TESTO MOSTRATO:
________________________
Tutti ricordiamo l’attacco terrorista del 31 maggio scorso attuato dallo Stato di Israele contro la Freedom Flottilla, la nave che portava aiuti umanitari alla popolazione della Striscia di Gaza strangolata dall’assedio israeliano dal 2006, attacco che ha visto la morte di 9 attivisti e la detenzione per alcuni giorni nelle carceri Israeliane dei partecipanti.
La Coalizione per la freedom flottilla (sigla che riunisce movimenti filo palestinesi come il Free Gaza Movement) ha lanciato una campagna per la Freedom Flotilla 2 che dovrebbe salpare nella primavera 2011 e che vede la probabile partecipazione di 20 navi e l’estensione delle nazioni i cui attivisti riusciranno a preparare una nave,tra cui l’Italia.
Dal 31 maggio la situazione non è molto cambiata né per la popolazione palestinese, nel suo complesso, né all’interno di Israele. In particolare quest’ultimo versa in una crisi nera, soprattutto per l’incapacità ormai evidente del sionismo di garantire il benessere ai cittadini ebraici, attanagliato oramai da anni di crisi economica, più del 23% degli israeliani, infatti, vive sotto la soglia di povertà.
________________________
DATI ESTRATTI:
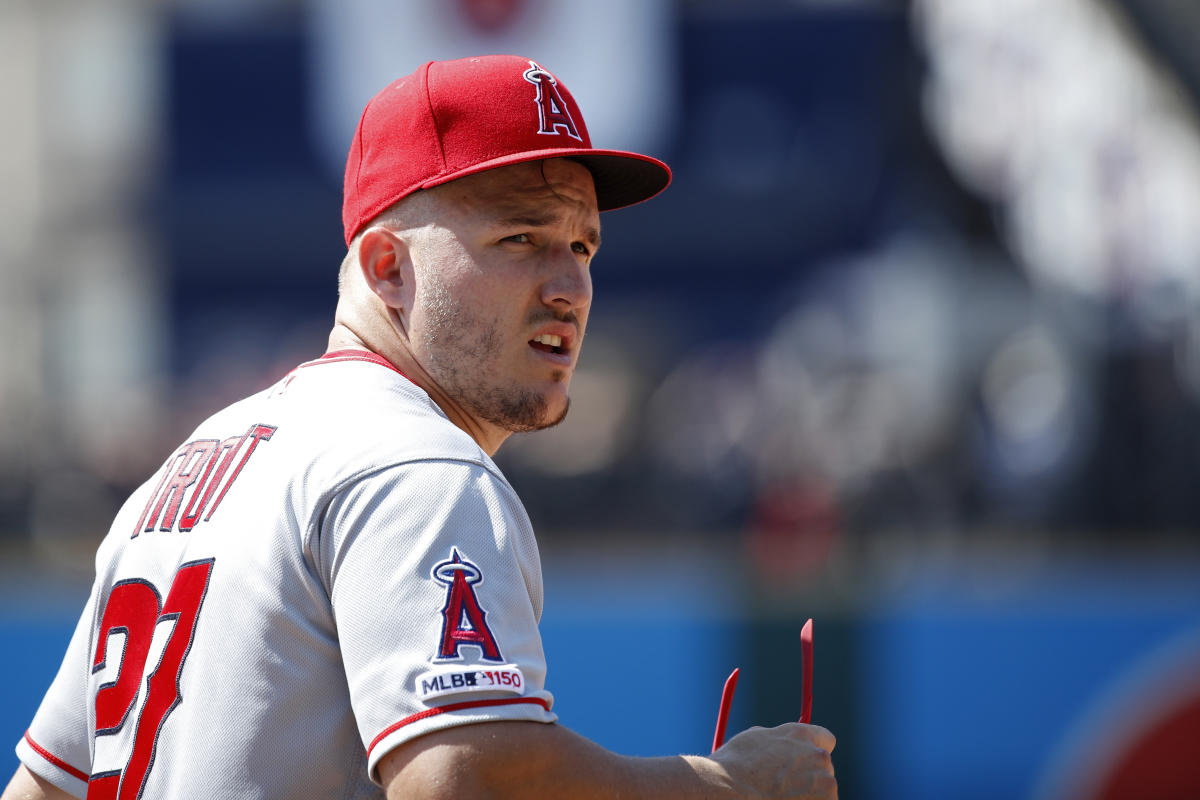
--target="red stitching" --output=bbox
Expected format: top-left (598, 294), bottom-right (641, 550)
top-left (367, 697), bottom-right (550, 758)
top-left (25, 730), bottom-right (88, 783)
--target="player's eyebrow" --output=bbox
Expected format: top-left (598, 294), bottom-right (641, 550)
top-left (494, 212), bottom-right (600, 247)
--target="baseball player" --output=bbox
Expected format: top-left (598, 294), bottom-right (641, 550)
top-left (2, 55), bottom-right (836, 800)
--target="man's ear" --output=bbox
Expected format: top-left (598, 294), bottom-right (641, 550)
top-left (359, 227), bottom-right (414, 314)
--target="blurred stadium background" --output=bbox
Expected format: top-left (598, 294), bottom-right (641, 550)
top-left (0, 0), bottom-right (1200, 800)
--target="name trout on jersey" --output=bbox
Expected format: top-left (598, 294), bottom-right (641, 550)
top-left (130, 422), bottom-right (277, 539)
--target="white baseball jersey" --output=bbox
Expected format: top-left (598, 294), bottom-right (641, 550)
top-left (17, 350), bottom-right (556, 799)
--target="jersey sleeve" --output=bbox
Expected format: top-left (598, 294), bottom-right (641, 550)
top-left (317, 461), bottom-right (557, 780)
top-left (17, 593), bottom-right (95, 798)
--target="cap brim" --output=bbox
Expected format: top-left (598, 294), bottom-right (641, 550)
top-left (421, 148), bottom-right (671, 211)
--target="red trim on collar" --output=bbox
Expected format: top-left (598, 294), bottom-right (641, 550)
top-left (300, 350), bottom-right (412, 380)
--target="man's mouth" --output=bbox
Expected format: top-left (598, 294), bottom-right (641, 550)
top-left (529, 333), bottom-right (564, 354)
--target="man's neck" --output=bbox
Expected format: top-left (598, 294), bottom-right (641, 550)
top-left (325, 324), bottom-right (511, 456)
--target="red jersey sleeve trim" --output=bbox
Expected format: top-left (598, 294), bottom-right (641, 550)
top-left (367, 697), bottom-right (550, 758)
top-left (312, 350), bottom-right (408, 378)
top-left (25, 730), bottom-right (88, 783)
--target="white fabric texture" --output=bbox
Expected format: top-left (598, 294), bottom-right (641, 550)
top-left (17, 351), bottom-right (556, 798)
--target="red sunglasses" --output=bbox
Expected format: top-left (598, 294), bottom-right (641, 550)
top-left (713, 619), bottom-right (812, 751)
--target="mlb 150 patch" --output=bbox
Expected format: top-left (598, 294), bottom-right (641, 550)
top-left (416, 667), bottom-right (526, 700)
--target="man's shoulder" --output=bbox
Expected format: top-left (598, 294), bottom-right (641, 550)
top-left (241, 359), bottom-right (496, 480)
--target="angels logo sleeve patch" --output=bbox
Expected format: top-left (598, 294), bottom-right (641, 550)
top-left (433, 547), bottom-right (504, 662)
top-left (314, 461), bottom-right (557, 765)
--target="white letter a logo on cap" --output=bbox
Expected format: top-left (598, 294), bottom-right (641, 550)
top-left (524, 61), bottom-right (583, 142)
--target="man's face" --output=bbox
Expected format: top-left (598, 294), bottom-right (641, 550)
top-left (409, 158), bottom-right (600, 432)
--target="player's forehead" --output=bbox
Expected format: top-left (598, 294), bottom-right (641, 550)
top-left (434, 158), bottom-right (600, 229)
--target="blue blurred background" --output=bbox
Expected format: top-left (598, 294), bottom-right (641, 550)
top-left (0, 0), bottom-right (1200, 800)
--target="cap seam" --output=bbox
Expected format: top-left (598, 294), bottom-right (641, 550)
top-left (425, 61), bottom-right (446, 173)
top-left (354, 103), bottom-right (374, 226)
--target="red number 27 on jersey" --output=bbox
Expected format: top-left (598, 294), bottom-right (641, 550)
top-left (88, 559), bottom-right (214, 800)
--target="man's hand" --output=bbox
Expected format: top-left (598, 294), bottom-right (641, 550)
top-left (0, 764), bottom-right (74, 800)
top-left (379, 722), bottom-right (838, 800)
top-left (709, 722), bottom-right (838, 800)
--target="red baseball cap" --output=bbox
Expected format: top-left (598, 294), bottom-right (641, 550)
top-left (342, 55), bottom-right (671, 246)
________________________
COMPITO ASSEGNATO 1:
Riscrivi il testo sulla Freedom Flotilla tra "La Coalizione per" e "soglia di povertà.", inclusi, mettendo "estate" al posto di "primavera".
COMPITO ASSEGNATO 2:
Nel testo sulla Freedom Flotilla, quanti attivisti sono morti nell'attacco del 31 maggio?

RISPOSTA COMPLETA 1:
La Coalizione per la freedom flottilla (sigla che riunisce movimenti filo palestinesi come il Free Gaza Movement) ha lanciato una campagna per la Freedom Flotilla 2 che dovrebbe salpare nella estate 2011 e che vede la probabile partecipazione di 20 navi e l’estensione delle nazioni i cui attivisti riusciranno a preparare una nave,tra cui l’Italia.
Dal 31 maggio la situazione non è molto cambiata né per la popolazione palestinese, nel suo complesso, né all’interno di Israele. In particolare quest’ultimo versa in una crisi nera, soprattutto per l’incapacità ormai evidente del sionismo di garantire il benessere ai cittadini ebraici, attanagliato oramai da anni di crisi economica, più del 23% degli israeliani, infatti, vive sotto la soglia di povertà.

RISPOSTA COMPLETA 2:
Nell'attacco sono morti 9 attivisti.